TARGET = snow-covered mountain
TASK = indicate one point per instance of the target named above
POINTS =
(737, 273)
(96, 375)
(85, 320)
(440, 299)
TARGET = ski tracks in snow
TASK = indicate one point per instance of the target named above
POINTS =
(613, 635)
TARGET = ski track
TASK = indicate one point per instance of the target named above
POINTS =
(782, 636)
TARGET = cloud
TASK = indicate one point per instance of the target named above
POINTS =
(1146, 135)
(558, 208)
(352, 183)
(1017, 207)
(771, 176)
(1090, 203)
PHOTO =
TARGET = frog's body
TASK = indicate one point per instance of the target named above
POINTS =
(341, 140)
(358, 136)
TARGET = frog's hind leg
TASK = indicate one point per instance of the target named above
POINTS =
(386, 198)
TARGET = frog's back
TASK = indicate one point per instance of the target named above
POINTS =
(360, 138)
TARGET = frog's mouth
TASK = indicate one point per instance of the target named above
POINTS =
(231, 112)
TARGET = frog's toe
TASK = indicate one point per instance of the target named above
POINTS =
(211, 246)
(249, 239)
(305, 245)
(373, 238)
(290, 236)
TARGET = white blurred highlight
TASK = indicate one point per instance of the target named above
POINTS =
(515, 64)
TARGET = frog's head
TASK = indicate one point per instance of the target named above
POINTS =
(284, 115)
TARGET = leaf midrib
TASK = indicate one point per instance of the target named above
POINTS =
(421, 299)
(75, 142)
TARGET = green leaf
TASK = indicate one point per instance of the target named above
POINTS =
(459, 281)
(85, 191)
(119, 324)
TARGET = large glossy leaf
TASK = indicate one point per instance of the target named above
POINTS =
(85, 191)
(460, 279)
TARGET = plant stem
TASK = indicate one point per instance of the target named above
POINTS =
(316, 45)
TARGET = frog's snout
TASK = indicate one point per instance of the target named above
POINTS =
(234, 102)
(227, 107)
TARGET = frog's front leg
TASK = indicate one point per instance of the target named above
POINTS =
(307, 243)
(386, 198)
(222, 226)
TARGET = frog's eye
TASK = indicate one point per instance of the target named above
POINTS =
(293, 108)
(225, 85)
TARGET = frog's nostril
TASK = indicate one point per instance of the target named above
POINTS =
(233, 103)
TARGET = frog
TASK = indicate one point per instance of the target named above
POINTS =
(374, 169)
════════════════
Do this - Rescale the stretch from the line containing "TARGET = frog's snout" through the end of the material by reproducing every line, requests included, with each point coordinate multiplied by 2.35 and rounded to the nearest whole number, halves rounded up.

Task answer -
TARGET = frog's snout
TASK = indicate one point per instance of the target named above
POINTS =
(550, 240)
(533, 251)
TARGET = frog's front leg
TASK = indicate one point per instance of the target named above
POINTS =
(721, 571)
(907, 465)
(522, 531)
TARGET = frog's eye
TASK = indicate one point per instance of the target named above
POINTS =
(689, 254)
(529, 200)
TARGET = frog's nostril
TASK = indicate one point per instance of the target named above
POINTS =
(548, 242)
TARGET = frog
TASK = indicate one point per instance of the target named above
POINTS =
(879, 397)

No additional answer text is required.